#### [MATERIAL FOR THIS TASK]
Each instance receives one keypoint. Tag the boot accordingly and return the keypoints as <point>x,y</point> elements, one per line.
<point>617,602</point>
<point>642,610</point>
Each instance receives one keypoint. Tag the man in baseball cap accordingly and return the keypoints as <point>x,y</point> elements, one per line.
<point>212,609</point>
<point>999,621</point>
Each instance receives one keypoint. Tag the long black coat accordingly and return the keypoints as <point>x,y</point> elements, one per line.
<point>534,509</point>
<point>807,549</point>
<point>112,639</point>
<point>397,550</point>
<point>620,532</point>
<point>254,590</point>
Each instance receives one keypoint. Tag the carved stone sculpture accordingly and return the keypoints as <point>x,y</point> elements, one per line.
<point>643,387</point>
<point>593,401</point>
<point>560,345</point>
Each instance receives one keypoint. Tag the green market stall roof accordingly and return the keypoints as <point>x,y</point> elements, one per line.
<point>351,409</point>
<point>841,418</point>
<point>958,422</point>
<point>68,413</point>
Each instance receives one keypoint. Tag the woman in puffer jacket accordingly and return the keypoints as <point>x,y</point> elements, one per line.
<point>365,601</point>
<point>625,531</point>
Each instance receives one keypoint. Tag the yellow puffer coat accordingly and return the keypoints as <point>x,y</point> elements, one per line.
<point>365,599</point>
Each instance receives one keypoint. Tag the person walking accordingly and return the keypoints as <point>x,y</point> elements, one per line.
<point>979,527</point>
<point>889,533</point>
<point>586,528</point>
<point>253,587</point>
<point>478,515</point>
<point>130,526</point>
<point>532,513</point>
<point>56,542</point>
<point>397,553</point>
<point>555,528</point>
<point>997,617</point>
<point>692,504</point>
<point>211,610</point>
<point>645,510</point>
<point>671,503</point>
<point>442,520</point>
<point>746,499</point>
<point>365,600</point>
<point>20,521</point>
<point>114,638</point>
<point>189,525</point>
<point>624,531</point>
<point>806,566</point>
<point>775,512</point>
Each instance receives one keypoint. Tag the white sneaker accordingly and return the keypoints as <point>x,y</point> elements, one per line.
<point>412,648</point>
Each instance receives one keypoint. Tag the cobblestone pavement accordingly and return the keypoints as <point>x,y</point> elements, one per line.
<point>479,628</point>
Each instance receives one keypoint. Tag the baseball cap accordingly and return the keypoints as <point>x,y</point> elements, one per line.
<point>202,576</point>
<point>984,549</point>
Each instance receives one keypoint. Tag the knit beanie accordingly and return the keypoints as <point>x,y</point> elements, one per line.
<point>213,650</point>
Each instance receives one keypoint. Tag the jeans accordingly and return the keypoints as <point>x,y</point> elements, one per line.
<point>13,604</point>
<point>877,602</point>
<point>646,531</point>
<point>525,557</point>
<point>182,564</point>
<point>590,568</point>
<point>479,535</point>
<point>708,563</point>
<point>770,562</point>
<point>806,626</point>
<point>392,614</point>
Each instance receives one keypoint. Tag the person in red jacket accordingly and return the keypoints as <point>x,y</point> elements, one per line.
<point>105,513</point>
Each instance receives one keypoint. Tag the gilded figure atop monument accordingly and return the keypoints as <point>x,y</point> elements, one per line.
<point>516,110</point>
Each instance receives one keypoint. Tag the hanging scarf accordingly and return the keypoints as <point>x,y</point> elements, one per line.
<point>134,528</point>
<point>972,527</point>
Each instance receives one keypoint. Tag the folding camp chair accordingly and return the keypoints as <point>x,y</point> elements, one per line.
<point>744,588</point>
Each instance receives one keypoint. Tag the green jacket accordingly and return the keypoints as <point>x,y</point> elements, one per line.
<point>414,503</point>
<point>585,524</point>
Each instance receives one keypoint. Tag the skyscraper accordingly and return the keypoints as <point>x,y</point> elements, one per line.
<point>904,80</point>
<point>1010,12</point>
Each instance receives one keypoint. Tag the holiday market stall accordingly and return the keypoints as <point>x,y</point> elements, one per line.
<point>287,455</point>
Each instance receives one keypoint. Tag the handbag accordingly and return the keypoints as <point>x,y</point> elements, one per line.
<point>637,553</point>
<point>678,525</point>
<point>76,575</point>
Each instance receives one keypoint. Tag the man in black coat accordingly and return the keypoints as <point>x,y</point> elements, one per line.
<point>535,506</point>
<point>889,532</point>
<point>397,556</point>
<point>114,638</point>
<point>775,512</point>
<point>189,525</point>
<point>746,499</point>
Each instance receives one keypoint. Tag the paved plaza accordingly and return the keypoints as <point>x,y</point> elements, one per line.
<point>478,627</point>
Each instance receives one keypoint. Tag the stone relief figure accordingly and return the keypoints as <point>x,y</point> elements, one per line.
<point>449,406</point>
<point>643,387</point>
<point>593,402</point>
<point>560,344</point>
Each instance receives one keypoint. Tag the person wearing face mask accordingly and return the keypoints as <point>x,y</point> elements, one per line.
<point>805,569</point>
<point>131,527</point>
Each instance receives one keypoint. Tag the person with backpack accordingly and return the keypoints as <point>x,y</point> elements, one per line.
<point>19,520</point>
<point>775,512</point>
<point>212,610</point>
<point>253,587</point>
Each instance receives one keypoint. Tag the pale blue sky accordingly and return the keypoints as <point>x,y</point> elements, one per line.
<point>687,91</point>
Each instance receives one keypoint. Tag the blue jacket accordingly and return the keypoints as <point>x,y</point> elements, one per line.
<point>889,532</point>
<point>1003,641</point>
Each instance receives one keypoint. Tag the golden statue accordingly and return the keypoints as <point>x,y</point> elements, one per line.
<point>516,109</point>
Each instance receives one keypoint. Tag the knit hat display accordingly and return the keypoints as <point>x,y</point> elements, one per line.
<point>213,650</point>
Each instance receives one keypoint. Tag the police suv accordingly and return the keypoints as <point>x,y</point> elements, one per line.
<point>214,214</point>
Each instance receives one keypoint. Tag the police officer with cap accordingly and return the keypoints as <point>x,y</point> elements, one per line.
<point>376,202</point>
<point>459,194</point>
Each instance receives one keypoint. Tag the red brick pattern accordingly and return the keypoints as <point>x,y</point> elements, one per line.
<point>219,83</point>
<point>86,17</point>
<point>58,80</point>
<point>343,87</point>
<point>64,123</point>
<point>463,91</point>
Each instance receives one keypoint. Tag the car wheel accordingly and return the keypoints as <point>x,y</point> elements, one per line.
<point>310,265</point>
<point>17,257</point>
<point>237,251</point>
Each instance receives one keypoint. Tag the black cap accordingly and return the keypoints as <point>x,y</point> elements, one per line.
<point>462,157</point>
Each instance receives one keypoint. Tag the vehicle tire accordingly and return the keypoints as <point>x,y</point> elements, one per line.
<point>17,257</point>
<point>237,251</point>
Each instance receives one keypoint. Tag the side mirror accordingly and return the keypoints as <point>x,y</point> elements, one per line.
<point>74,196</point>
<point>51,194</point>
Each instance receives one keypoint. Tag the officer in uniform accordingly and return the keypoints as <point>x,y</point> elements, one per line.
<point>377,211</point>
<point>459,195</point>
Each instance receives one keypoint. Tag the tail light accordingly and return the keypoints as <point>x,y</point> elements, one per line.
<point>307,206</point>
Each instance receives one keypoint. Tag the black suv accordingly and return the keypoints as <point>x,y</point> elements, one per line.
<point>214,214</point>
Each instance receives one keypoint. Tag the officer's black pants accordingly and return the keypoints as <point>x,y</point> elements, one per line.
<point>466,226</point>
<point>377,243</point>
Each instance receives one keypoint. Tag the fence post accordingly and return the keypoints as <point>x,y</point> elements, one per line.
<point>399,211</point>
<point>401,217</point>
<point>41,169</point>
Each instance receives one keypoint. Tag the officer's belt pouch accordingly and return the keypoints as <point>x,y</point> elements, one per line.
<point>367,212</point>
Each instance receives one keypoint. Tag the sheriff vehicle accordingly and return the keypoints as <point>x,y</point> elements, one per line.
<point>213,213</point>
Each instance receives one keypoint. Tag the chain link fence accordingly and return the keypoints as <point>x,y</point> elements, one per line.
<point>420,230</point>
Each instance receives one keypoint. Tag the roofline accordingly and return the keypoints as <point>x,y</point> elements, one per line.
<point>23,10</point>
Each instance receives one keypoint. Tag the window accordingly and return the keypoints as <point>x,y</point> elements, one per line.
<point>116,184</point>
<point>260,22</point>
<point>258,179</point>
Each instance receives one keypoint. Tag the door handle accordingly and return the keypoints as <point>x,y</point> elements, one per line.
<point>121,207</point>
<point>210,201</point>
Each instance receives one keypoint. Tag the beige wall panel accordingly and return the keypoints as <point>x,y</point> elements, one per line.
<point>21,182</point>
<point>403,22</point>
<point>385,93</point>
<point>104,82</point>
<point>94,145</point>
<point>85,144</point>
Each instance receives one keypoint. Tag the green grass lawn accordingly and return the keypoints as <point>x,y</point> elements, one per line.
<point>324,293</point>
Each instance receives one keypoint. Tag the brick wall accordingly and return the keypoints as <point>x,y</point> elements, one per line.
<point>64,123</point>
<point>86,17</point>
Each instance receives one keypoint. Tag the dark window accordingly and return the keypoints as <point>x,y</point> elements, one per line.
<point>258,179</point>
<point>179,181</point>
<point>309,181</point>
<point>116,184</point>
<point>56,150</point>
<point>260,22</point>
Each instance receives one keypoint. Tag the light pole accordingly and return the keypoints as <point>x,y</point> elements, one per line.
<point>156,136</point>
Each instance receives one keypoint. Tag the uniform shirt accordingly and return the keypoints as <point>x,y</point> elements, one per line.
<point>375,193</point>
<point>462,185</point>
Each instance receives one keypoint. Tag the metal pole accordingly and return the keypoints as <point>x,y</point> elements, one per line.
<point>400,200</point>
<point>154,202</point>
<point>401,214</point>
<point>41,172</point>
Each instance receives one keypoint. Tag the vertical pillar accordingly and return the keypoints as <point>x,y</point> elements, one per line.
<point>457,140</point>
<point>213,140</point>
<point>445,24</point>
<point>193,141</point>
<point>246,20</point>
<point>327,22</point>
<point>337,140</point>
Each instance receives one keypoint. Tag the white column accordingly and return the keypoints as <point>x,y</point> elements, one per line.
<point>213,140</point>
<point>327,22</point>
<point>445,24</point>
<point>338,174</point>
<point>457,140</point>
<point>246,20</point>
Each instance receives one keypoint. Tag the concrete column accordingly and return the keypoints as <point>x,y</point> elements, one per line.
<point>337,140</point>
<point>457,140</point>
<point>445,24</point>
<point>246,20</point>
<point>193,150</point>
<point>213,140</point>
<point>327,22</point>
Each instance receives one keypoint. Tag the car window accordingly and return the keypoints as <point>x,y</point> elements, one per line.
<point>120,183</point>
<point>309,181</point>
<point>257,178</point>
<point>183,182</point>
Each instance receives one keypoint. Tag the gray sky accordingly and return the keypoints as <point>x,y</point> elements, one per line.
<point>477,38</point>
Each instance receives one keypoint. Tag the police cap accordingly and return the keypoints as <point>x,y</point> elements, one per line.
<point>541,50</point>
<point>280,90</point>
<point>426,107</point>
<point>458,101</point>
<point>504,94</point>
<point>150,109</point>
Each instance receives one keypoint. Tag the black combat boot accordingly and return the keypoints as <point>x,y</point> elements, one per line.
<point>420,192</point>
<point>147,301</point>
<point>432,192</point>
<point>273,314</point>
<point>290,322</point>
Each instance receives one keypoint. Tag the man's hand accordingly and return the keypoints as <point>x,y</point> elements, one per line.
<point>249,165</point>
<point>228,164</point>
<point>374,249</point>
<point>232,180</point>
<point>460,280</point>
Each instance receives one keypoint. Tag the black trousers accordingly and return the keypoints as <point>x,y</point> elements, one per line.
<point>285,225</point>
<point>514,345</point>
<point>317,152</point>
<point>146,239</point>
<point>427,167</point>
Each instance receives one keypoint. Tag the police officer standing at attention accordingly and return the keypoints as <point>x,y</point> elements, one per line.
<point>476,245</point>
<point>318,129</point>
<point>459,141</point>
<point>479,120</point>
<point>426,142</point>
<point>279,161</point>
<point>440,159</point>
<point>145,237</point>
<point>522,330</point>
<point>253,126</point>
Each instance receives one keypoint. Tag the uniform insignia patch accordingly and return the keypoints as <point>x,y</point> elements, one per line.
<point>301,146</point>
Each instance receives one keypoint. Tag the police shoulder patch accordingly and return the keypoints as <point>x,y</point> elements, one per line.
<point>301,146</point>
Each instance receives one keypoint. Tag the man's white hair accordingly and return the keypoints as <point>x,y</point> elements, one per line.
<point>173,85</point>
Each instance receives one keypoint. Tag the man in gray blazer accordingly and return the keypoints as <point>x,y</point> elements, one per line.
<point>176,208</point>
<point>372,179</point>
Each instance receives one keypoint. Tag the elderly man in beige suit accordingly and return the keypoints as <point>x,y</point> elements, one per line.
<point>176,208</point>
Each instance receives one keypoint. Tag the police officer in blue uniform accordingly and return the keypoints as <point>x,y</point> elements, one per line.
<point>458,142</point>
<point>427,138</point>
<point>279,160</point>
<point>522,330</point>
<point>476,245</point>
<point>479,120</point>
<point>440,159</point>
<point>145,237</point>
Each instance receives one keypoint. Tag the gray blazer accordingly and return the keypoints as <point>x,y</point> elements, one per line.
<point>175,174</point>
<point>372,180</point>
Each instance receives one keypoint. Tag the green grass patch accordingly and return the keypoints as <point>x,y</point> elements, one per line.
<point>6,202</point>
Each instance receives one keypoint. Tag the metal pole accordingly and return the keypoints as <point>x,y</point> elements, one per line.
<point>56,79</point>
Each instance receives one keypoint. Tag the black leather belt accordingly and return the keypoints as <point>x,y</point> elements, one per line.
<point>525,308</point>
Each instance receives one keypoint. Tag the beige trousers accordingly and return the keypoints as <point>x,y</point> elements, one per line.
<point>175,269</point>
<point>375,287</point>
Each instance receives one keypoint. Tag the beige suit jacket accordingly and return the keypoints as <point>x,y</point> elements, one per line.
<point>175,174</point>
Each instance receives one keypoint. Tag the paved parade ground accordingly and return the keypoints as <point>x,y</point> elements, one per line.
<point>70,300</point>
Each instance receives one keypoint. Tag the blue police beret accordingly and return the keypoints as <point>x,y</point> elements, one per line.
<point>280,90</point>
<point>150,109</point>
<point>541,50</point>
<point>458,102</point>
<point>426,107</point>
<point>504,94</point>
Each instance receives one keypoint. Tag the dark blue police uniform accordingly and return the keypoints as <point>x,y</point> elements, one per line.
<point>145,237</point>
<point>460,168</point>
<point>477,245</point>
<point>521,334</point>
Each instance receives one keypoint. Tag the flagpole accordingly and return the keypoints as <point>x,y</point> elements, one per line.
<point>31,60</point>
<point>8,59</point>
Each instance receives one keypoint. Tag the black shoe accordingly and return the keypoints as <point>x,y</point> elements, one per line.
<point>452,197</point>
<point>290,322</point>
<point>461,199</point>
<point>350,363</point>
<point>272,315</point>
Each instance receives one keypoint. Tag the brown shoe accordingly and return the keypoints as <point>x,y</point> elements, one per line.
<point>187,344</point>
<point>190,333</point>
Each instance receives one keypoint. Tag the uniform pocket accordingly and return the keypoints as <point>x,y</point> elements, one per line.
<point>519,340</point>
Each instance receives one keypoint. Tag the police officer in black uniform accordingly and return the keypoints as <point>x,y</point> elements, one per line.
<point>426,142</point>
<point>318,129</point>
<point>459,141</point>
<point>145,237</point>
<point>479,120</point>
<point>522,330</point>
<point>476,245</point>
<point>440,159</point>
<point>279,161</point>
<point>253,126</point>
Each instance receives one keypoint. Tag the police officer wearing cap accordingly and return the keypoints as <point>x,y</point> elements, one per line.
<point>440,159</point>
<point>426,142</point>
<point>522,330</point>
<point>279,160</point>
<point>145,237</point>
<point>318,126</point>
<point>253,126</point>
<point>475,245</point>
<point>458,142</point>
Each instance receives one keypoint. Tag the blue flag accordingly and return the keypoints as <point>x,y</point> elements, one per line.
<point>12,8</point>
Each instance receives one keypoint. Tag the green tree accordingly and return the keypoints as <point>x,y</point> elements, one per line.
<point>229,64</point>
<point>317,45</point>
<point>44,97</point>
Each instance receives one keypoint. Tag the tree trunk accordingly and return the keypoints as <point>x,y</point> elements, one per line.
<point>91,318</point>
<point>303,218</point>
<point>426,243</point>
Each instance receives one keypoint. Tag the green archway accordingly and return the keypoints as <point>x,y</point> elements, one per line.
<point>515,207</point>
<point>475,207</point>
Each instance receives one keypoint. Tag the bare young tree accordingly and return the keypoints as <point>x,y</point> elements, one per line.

#### [PROBLEM TO WORK ON]
Copy each line exactly, from the line containing "Each instance receives one keypoint. Tag the blue flag" down to the last line of the material, and no other lines.

#### [RESPONSE TO THIS EXERCISE]
Each instance receives one keypoint. Tag the blue flag accordingly and return the keypoints as <point>x,y</point> elements, one per line.
<point>12,8</point>
Each instance receives one keypoint. Tag the green tree accordingly and return the keypoints as <point>x,y</point> elements, one per line.
<point>229,64</point>
<point>317,45</point>
<point>44,97</point>
Each instance receives one keypoint. Tag the tree trunk accordingly and return the keypoints as <point>x,y</point> elements, one per line.
<point>91,318</point>
<point>303,218</point>
<point>426,243</point>
Each instance receives one keypoint. Tag the green archway accordingly and return the keypoints as <point>x,y</point> elements, one per line.
<point>515,207</point>
<point>475,207</point>
Each instance receives one keypoint. Tag the bare young tree accordingly and return the keypoints as <point>x,y</point> elements, one per line.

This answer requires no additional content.